§ **Information shown**
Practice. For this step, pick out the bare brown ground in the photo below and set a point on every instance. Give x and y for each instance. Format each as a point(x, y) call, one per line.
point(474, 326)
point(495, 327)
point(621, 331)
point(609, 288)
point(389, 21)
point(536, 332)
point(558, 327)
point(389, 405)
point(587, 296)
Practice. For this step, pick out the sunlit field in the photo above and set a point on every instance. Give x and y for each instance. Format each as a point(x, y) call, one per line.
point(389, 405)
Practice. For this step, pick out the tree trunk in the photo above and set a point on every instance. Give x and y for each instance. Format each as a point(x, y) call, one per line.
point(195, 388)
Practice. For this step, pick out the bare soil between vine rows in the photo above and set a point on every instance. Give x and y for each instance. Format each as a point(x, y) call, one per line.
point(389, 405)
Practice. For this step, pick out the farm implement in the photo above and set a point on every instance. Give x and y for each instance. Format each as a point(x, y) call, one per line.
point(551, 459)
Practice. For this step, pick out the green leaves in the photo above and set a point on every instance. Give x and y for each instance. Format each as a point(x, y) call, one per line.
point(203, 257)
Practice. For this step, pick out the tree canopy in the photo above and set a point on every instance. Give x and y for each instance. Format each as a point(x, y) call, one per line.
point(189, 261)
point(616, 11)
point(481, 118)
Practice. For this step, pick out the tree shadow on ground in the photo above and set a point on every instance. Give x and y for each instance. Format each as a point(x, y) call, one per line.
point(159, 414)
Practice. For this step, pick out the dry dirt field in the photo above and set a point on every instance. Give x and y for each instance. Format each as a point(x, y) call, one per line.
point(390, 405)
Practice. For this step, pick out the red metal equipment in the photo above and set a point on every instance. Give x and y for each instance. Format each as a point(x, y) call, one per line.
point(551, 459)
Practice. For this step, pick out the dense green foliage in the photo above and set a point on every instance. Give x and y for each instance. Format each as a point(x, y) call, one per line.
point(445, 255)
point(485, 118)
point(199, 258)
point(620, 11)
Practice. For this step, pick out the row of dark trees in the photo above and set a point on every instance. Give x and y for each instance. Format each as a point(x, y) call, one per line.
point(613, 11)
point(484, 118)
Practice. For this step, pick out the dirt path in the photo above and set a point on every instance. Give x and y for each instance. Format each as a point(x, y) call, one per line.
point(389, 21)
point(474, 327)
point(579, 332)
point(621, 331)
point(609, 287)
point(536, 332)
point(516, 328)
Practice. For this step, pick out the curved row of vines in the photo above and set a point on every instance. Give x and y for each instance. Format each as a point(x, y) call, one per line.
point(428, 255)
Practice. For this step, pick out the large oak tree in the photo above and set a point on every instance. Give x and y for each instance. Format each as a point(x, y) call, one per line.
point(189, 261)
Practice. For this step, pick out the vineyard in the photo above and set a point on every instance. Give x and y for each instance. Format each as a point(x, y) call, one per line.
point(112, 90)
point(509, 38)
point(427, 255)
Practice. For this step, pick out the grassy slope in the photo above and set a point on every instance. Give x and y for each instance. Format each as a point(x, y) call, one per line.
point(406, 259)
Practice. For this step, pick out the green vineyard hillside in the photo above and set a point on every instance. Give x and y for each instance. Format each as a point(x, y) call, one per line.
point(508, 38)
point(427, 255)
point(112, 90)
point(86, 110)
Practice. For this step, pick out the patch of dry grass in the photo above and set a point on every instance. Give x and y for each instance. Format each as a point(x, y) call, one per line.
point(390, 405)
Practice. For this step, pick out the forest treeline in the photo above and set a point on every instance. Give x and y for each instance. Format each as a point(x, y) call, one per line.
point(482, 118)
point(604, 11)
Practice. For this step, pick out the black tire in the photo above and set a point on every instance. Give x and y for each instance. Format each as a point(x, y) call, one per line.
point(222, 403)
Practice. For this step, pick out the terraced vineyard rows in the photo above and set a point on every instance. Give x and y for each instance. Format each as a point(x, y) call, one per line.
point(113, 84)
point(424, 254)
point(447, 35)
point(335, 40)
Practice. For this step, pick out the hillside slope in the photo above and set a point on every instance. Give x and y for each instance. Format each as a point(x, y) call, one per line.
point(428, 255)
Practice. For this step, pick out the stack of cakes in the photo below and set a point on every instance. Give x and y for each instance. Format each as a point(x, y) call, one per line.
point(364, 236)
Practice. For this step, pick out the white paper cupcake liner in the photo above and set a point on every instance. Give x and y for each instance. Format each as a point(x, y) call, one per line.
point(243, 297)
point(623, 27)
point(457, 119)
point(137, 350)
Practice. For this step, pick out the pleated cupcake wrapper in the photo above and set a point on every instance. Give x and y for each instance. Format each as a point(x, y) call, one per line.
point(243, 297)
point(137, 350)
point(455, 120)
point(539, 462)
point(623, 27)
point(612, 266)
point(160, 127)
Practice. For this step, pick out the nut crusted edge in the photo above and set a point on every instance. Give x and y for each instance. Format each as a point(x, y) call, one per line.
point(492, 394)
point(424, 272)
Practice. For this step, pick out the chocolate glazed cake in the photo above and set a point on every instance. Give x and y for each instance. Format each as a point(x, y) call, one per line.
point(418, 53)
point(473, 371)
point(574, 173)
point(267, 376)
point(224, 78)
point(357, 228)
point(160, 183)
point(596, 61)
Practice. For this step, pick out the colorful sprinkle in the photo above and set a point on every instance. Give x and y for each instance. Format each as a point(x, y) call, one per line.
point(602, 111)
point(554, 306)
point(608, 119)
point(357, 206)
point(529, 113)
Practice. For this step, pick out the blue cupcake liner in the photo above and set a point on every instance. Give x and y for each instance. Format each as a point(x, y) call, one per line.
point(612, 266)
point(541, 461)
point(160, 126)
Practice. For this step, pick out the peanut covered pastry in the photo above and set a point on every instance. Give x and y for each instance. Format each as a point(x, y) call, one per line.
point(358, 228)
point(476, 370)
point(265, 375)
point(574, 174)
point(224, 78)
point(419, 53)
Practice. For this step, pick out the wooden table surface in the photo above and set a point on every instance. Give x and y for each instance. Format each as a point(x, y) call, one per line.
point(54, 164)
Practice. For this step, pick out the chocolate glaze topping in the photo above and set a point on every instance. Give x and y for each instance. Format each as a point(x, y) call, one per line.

§ **Given task**
Reproduce all of the lines above, character for character, with nothing added, dropped, or changed.

§ **Final result**
Practice. For this step, pick out the bare brown ground in the photo below and set a point on every instance. Give x and y for each instance. Format each as a point(x, y) call, one per line.
point(474, 326)
point(495, 327)
point(621, 331)
point(609, 288)
point(389, 21)
point(536, 332)
point(558, 327)
point(389, 405)
point(587, 296)
Practice. For this step, pick out the sunlit field in the photo above and set a point on every instance. Give x and y for each instance. Format each as a point(x, y) call, one per line.
point(389, 405)
Practice. For this step, pick out the tree trunk in the photo above and set a point on every instance. Give x and y for each instance. Format each as a point(x, y) call, one per line.
point(195, 388)
Practice. For this step, pick out the bare soil between vine rows in the photo above and set a point on every instance. Give x and y for each instance. Format each as a point(x, y) call, one per line.
point(389, 405)
Practice. For this step, pick out the farm implement in the photo above and set a point on every instance. Give x and y for each instance. Format each as a point(x, y) call, one per line.
point(551, 459)
Practice. For this step, pick out the green leaves in the photo above and set a point on every instance. Give x and y for each instance. Format each as a point(x, y) call, one per line.
point(203, 257)
Practice. For this step, pick out the tree canopy in the photo above and set a point on every instance. Give x and y for each instance. Format each as a point(x, y) call, one per line.
point(189, 261)
point(616, 11)
point(481, 118)
Practice. For this step, pick out the tree shadow on ground in the photo above and set a point on every instance. Give x and y for each instance. Format each as a point(x, y) call, one per line.
point(159, 414)
Practice. For this step, pick out the dry dirt field in the photo above and set a point on every instance. Give x and y for each instance. Format each as a point(x, y) call, one per line.
point(390, 405)
Practice. For this step, pick out the red metal equipment in the photo above and set a point on every instance. Give x and y for each instance. Format each as a point(x, y) call, one per line.
point(551, 459)
Practice. For this step, pick out the dense green foliage in the photo above and set a point on every instance. Give x and y for each instance. Format each as a point(x, y) call, one per line.
point(445, 255)
point(485, 118)
point(199, 258)
point(620, 11)
Practice. For this step, pick out the row of dark trees in the photo above and set a point on every instance. Give x and y for each instance. Format each as a point(x, y) call, one per line.
point(613, 11)
point(484, 118)
Practice. For this step, pick out the dirt path in the photo above and set a point on every instance. Give x and y for each instance. Format each as a point(x, y) call, one per line.
point(389, 21)
point(474, 327)
point(579, 332)
point(621, 331)
point(609, 287)
point(536, 332)
point(516, 328)
Practice. For this step, pick out the curved row of vines in the photo above and set a point on every instance. Give x and y for each instance. Format each as a point(x, y) call, one per line.
point(428, 255)
Practice. For this step, pick out the large oak tree in the photo above and set a point on every instance. Give x and y for each instance. Format each as a point(x, y) call, one per line.
point(189, 261)
Practice. For this step, pick out the vineyard in the photo above and set a point on every instance. Give x and y for each instance. Format each as a point(x, y) call, one per line.
point(112, 90)
point(509, 38)
point(427, 255)
Practice. For this step, pick out the grassy slope in the photo above and set a point on every instance. Give x and y for each instance. Format each as a point(x, y) call, one per line.
point(406, 259)
Practice. For this step, pick out the green vineyard hillside in the photo above and set a point on every instance. Give x and y for each instance. Format each as a point(x, y) call, one per line.
point(508, 38)
point(427, 255)
point(112, 90)
point(86, 110)
Practice. For this step, pick out the patch of dry grass in the photo above and set a point on every instance. Give x and y for each instance. Format each as a point(x, y) call, one per line.
point(390, 405)
Practice. For this step, pick out the forest treeline in the photo above and set a point on every instance. Give x and y for each instance. Format each as a point(x, y) call, one per line.
point(482, 118)
point(604, 11)
Practice. For this step, pick out the black tire in the photo above and set a point on every instance. Give x and y for each instance. Format each as a point(x, y) call, one per line.
point(222, 403)
Practice. For this step, pick out the terraced vineyard rows in the photo above and set a point on every instance. Give x and y for each instance. Format each as a point(x, y) call, one per line.
point(113, 84)
point(424, 254)
point(447, 35)
point(335, 40)
Practice. For this step, pick out the hillside slope in the photo above and set a point on every instance. Give x and y for each instance. Format each as a point(x, y) call, one per line.
point(428, 255)
Practice. For this step, pick out the stack of cakes in the photo below and set a point on every instance. Give x and y for each instance. Format each as a point(x, y) call, one per line.
point(364, 236)
Practice. For this step, pick out the white paper cupcake liner in the photo above and set a point on every instance. Give x and y for each instance. Format each as a point(x, y) call, one per line.
point(243, 297)
point(623, 27)
point(457, 119)
point(137, 350)
Practice. For this step, pick out the pleated cupcake wrapper in the photo above and set a point on every instance. Give x and y for each instance. Format each as a point(x, y) call, one per line.
point(243, 297)
point(137, 350)
point(455, 120)
point(539, 462)
point(623, 27)
point(612, 266)
point(160, 127)
Practice. For this step, pick out the nut crusted edge in the photo above and set a point on every instance. Give x and y for each instance. Format each as a point(x, y) call, one per line.
point(492, 394)
point(424, 272)
Practice. For this step, pick out the chocolate glazed cake in the photo above and set a point on every instance. Give x and y for each instance. Format each as a point(x, y) call, one per line.
point(418, 53)
point(473, 371)
point(574, 173)
point(267, 376)
point(224, 78)
point(357, 228)
point(160, 183)
point(596, 61)
Practice. For this step, pick out the colorful sprinkle in the photo above and set a point on every instance. Give x and y for each instance. Format each as a point(x, y) call, one per line.
point(602, 111)
point(554, 306)
point(608, 119)
point(357, 206)
point(529, 113)
Practice. For this step, pick out the blue cupcake liner in the photo above and set a point on every instance. Give x and y for each instance. Format each as a point(x, y) call, one per line.
point(612, 266)
point(541, 461)
point(160, 126)
Practice. For this step, pick out the peanut covered pastry in the photo above and set a point on every instance. Give x and y for each instance. Format each as a point(x, y) call, one per line.
point(358, 228)
point(476, 370)
point(265, 375)
point(574, 174)
point(224, 78)
point(419, 53)
Practice. For this step, pick out the wooden table surface in the photo above and set a point on every instance. Give x and y for each instance. Format each as a point(x, y) call, one per line.
point(54, 164)
Practice. For this step, pick out the chocolate glaze topping in the photo above and set a point on every instance. Give x and y for each instance. Format each as a point(x, y) call, one per line.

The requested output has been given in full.